→ EXERCISE TASK
Reproduce the part of the data that opens with the line containing "search: reflection of mountain in water" and closes with the line containing "top-left (0, 12), bottom-right (627, 159)", swapping "grey" for "gray" and keeping everything else unchanged. Give only those lines.

→ MATERIAL
——

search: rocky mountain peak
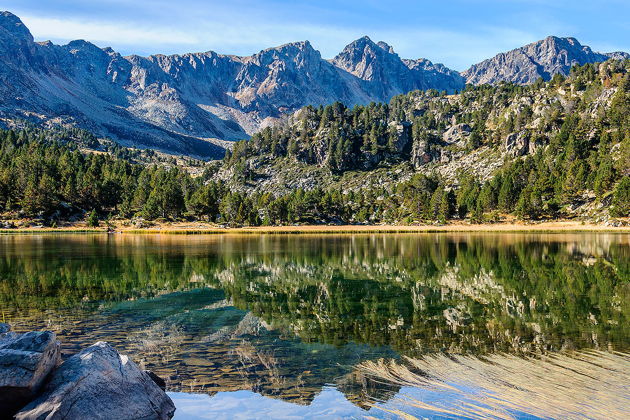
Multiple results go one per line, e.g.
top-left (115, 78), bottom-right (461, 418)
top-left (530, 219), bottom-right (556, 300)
top-left (462, 36), bottom-right (618, 85)
top-left (0, 11), bottom-right (33, 42)
top-left (332, 36), bottom-right (404, 81)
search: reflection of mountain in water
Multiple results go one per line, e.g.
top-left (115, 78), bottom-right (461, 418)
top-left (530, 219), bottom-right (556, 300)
top-left (0, 234), bottom-right (630, 407)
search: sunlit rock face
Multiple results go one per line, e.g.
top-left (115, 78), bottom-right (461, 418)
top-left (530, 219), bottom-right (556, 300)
top-left (0, 12), bottom-right (463, 157)
top-left (462, 36), bottom-right (630, 85)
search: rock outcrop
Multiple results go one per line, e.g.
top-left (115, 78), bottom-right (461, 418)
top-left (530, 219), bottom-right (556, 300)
top-left (0, 324), bottom-right (60, 415)
top-left (462, 36), bottom-right (630, 85)
top-left (15, 342), bottom-right (175, 420)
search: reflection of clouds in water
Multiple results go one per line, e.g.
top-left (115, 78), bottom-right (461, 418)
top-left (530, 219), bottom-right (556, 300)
top-left (169, 351), bottom-right (630, 420)
top-left (358, 351), bottom-right (630, 419)
top-left (169, 387), bottom-right (367, 420)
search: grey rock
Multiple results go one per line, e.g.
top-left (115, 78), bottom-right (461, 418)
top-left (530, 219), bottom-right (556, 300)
top-left (0, 12), bottom-right (464, 157)
top-left (442, 123), bottom-right (472, 144)
top-left (505, 130), bottom-right (530, 157)
top-left (15, 342), bottom-right (175, 420)
top-left (462, 36), bottom-right (630, 85)
top-left (0, 330), bottom-right (60, 413)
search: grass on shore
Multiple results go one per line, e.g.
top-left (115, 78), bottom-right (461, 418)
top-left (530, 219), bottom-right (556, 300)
top-left (0, 220), bottom-right (630, 235)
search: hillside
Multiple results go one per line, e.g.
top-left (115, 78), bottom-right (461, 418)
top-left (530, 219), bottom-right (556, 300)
top-left (0, 60), bottom-right (630, 226)
top-left (218, 60), bottom-right (630, 221)
top-left (0, 12), bottom-right (627, 159)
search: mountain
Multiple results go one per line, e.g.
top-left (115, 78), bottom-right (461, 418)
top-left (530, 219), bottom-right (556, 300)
top-left (0, 12), bottom-right (628, 158)
top-left (0, 12), bottom-right (463, 158)
top-left (462, 36), bottom-right (630, 85)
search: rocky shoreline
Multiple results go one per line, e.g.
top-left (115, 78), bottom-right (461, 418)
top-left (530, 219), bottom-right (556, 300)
top-left (0, 323), bottom-right (175, 420)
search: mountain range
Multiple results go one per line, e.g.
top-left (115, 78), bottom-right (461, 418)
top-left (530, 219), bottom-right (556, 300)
top-left (0, 12), bottom-right (630, 158)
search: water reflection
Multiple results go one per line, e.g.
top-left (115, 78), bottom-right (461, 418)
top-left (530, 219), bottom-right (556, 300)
top-left (0, 234), bottom-right (630, 416)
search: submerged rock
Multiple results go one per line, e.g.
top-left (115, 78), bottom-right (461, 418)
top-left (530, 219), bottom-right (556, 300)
top-left (0, 332), bottom-right (60, 416)
top-left (15, 342), bottom-right (175, 420)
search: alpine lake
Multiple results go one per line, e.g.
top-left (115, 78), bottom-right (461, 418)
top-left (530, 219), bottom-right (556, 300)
top-left (0, 233), bottom-right (630, 419)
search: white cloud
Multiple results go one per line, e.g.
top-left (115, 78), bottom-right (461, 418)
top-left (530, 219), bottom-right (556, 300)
top-left (20, 15), bottom-right (199, 45)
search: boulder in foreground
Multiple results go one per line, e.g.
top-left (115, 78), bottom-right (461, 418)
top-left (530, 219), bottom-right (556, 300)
top-left (0, 330), bottom-right (60, 416)
top-left (15, 342), bottom-right (175, 420)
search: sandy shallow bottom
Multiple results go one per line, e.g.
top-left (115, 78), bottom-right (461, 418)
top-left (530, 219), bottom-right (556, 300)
top-left (169, 351), bottom-right (630, 420)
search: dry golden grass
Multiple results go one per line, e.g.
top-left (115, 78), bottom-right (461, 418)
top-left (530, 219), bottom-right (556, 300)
top-left (359, 351), bottom-right (630, 419)
top-left (0, 221), bottom-right (630, 234)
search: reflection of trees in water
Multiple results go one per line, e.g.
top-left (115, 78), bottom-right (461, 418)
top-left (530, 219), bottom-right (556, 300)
top-left (357, 350), bottom-right (630, 419)
top-left (0, 234), bottom-right (630, 405)
top-left (217, 236), bottom-right (630, 354)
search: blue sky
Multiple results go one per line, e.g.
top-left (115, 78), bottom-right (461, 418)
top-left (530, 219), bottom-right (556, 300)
top-left (0, 0), bottom-right (630, 70)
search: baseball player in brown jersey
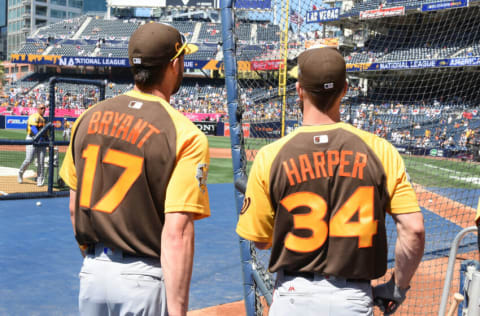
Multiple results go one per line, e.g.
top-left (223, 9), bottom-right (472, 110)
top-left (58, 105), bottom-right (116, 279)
top-left (61, 23), bottom-right (210, 316)
top-left (237, 48), bottom-right (424, 316)
top-left (475, 199), bottom-right (480, 258)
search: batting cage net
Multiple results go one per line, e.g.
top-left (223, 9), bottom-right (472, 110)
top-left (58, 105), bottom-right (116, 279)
top-left (222, 0), bottom-right (480, 315)
top-left (0, 77), bottom-right (105, 200)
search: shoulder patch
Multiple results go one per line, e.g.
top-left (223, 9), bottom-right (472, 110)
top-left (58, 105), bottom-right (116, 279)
top-left (240, 197), bottom-right (252, 215)
top-left (128, 101), bottom-right (143, 110)
top-left (195, 163), bottom-right (208, 192)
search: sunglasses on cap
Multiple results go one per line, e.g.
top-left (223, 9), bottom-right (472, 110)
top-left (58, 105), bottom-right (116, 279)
top-left (170, 33), bottom-right (188, 61)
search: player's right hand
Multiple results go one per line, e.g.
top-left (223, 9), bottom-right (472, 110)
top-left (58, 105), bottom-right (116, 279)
top-left (373, 276), bottom-right (410, 315)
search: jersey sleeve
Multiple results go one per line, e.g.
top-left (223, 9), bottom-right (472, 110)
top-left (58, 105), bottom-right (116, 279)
top-left (60, 110), bottom-right (88, 191)
top-left (236, 149), bottom-right (274, 243)
top-left (165, 131), bottom-right (210, 220)
top-left (384, 144), bottom-right (420, 214)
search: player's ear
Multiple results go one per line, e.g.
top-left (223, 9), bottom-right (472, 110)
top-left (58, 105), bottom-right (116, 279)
top-left (342, 81), bottom-right (348, 98)
top-left (295, 81), bottom-right (303, 100)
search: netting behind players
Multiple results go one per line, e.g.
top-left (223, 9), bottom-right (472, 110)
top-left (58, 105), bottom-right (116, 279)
top-left (224, 0), bottom-right (480, 315)
top-left (0, 77), bottom-right (105, 199)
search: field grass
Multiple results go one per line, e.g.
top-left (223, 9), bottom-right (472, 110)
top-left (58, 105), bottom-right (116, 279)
top-left (5, 130), bottom-right (480, 189)
top-left (403, 156), bottom-right (480, 189)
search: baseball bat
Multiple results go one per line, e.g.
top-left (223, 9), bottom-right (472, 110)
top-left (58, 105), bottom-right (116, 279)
top-left (447, 293), bottom-right (464, 316)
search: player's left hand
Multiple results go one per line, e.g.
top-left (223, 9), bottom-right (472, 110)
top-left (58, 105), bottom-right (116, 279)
top-left (373, 276), bottom-right (410, 315)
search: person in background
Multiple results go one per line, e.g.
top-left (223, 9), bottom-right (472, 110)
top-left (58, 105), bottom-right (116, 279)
top-left (63, 117), bottom-right (72, 141)
top-left (17, 104), bottom-right (48, 186)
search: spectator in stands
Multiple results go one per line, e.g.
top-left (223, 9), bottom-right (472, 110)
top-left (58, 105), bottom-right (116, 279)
top-left (63, 117), bottom-right (72, 141)
top-left (17, 104), bottom-right (48, 186)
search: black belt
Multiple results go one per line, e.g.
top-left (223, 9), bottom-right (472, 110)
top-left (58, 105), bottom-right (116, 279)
top-left (86, 244), bottom-right (141, 258)
top-left (283, 271), bottom-right (370, 283)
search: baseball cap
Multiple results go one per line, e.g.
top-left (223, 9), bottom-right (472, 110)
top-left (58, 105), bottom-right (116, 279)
top-left (298, 47), bottom-right (347, 95)
top-left (128, 22), bottom-right (198, 67)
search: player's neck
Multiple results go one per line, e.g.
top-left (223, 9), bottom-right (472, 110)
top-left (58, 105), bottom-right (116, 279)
top-left (133, 86), bottom-right (170, 102)
top-left (302, 102), bottom-right (340, 126)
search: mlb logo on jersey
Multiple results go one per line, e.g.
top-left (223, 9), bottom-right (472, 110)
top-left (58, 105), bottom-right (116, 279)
top-left (313, 135), bottom-right (328, 144)
top-left (128, 101), bottom-right (143, 110)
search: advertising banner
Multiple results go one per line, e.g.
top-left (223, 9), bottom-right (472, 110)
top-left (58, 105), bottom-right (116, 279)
top-left (5, 115), bottom-right (28, 129)
top-left (193, 122), bottom-right (217, 135)
top-left (235, 0), bottom-right (271, 9)
top-left (359, 7), bottom-right (405, 20)
top-left (182, 112), bottom-right (223, 122)
top-left (250, 59), bottom-right (282, 71)
top-left (250, 120), bottom-right (300, 138)
top-left (5, 115), bottom-right (75, 130)
top-left (347, 57), bottom-right (480, 71)
top-left (422, 0), bottom-right (468, 12)
top-left (305, 38), bottom-right (340, 49)
top-left (306, 8), bottom-right (340, 23)
top-left (165, 0), bottom-right (215, 8)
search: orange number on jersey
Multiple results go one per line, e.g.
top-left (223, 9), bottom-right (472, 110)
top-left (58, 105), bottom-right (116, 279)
top-left (80, 145), bottom-right (143, 213)
top-left (280, 187), bottom-right (378, 252)
top-left (281, 192), bottom-right (328, 252)
top-left (330, 187), bottom-right (378, 248)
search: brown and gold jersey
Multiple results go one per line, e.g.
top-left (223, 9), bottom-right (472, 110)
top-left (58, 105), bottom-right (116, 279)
top-left (60, 91), bottom-right (210, 258)
top-left (237, 123), bottom-right (420, 279)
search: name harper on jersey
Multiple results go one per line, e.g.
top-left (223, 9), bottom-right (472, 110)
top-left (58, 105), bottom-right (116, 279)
top-left (282, 150), bottom-right (367, 186)
top-left (88, 111), bottom-right (160, 148)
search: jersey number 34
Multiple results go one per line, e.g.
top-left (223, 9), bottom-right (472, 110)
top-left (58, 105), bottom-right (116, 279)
top-left (280, 186), bottom-right (378, 252)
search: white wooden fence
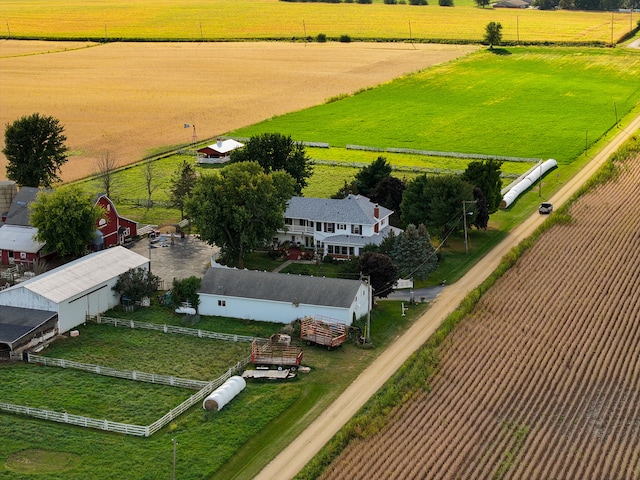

——

→ FULL RESPONSE
search: reflection of mountain in water
Multiple results go one per line, e.g.
top-left (115, 78), bottom-right (461, 418)
top-left (530, 219), bottom-right (556, 300)
top-left (0, 234), bottom-right (630, 407)
search: sunlit rock face
Multiple results go one per line, e.g.
top-left (115, 78), bottom-right (461, 418)
top-left (530, 219), bottom-right (556, 300)
top-left (0, 12), bottom-right (463, 157)
top-left (462, 36), bottom-right (630, 85)
search: rock outcrop
Multiple results go one per line, e.g.
top-left (115, 78), bottom-right (461, 418)
top-left (530, 219), bottom-right (556, 300)
top-left (0, 324), bottom-right (60, 415)
top-left (462, 36), bottom-right (630, 85)
top-left (15, 342), bottom-right (175, 420)
search: reflection of clouds in water
Multiple results go one per line, e.g.
top-left (115, 78), bottom-right (461, 418)
top-left (530, 219), bottom-right (556, 300)
top-left (169, 351), bottom-right (630, 420)
top-left (358, 351), bottom-right (630, 419)
top-left (169, 387), bottom-right (367, 420)
search: gray rock
Multiple results go one per line, e.g.
top-left (115, 78), bottom-right (461, 418)
top-left (530, 219), bottom-right (556, 300)
top-left (0, 12), bottom-right (464, 157)
top-left (442, 123), bottom-right (472, 144)
top-left (505, 130), bottom-right (530, 157)
top-left (15, 342), bottom-right (175, 420)
top-left (462, 36), bottom-right (630, 85)
top-left (0, 330), bottom-right (60, 413)
search: grass on shore
Multiple results go one per line, e.g.
top-left (115, 78), bottom-right (461, 418)
top-left (530, 219), bottom-right (556, 300)
top-left (0, 220), bottom-right (630, 235)
search: hillside
Multiple results go one per line, e.g.
top-left (115, 78), bottom-right (461, 418)
top-left (530, 219), bottom-right (556, 300)
top-left (0, 60), bottom-right (630, 226)
top-left (218, 60), bottom-right (630, 221)
top-left (0, 12), bottom-right (627, 159)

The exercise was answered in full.